■ TEXT BLOCK
⁂
As I mentioned, I can really get lost in this album, the dissonant elements of the brass, guitar and sometimes electric piano and organ pull me out, like exploring interstellar space, or closer to Earth, like the darting fish of a coral reef. While the bass and drums, and sometimes other instruments, build a solid, repetitive structure, like the hidden pulse of galaxies or the rhythmic waves over a reef. These are the two images that I get when I listen to the music, space and the ocean.

What was interesting, recently, was a conversation that my wife and I had about the album. That is not surprising as I have pretty much left it in the CD player in the car for the past months. That particular day we were juggling a lot of things, working on buying a house being the primary thing, and Mary Pat said “this is the first time I like this album, all the chaotic dissonance is like my own thoughts with all this going on.” I was surprised she found the album primarily dissonant, because I could say it is dissonant just as easily as I could say it has a strong rhythmic foundation; or that is even quite open and simplistic even as it is possible to listen to the silence which structures the notes. It is interesting that we had listened to this album in different ways and even more interesting that she had found the dissonant elements soothing on that particular day, as that is something that I have been thinking about lately, the correspondence of inner and outer states related to music.

In a Silent Way, that is the name of the album. Even the name makes me think about this space between the notes, about what it is that is being communicated silently. This brings to mind what all the mystics end up raving about, the silence, the deep and profound meaning that defies words. For instance, Carlos Castaneda writes of “inner silence…a peculiar state of being in which thoughts were cancelled out and one could function from a level other than that of daily awareness…[and to reach this state practitioners]…devised endless ways to shake themselves…at their foundations in order to reach that state,” (The Active Side of Infinity, 103-104). Paradoxically, to reach this state of quietude may require some form of agitation or surprise, thus we have the surprising dissonant elements of “In a Silent Way,” that are required in order to reach the silence. Juan Mascaro in the introduction to his translation of The Upanishads, writes that the “silent voice of the Eternal is perpetually whispering in us his melodies everlasting,” (12). The way of meditation involves quieting the mind, coming to terms with desires, in order to listen to that silent voice. The way of the shaman, which is the way of many contemporary musicians, is to find the silence through the noise or dissonance, for instance the energized focus that can come after a punk rock concert.
⁂
■ REQUIREMENT
Can you carry on the reflection on the album "In a Silent Way" from its last sentence?
⁂
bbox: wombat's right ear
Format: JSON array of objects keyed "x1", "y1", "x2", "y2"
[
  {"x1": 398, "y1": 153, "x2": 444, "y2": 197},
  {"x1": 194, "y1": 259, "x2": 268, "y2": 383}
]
⁂
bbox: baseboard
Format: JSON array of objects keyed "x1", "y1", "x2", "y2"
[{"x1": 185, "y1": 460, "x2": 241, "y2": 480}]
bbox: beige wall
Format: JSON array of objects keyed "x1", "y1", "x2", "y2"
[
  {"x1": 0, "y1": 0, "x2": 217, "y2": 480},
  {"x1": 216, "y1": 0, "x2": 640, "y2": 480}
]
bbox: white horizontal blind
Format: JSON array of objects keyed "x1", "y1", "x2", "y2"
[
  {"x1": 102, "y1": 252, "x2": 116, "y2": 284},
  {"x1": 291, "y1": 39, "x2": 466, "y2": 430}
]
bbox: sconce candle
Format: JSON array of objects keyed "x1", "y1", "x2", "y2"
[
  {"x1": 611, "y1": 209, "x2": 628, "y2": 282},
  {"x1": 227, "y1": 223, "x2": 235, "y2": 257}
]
⁂
■ OUTPUT OF THE TASK
There is something about finding music in the outside, that when it corresponds to the inside, brings about some transformation.

What is it that brings resolution of a state of inner tension? Reaching the inner silence. How is inner silence reached? Not always through a direct quieting of the mind, sometimes it is reached by getting shaken to your foundations. “In a Silent Way” combines a little bit of several paths: the dissonant shaking, the rhythmic repetition and the liberal use of silence. Lately, there is something about all these elements that speak to something within me. I find a sense of calm and purpose in the music, the structured elements help me feel focused, the dissonant elements help me to feel expansive, and the silence – I find myself in the silence, some calm, perhaps even the silent voice of the Eternal.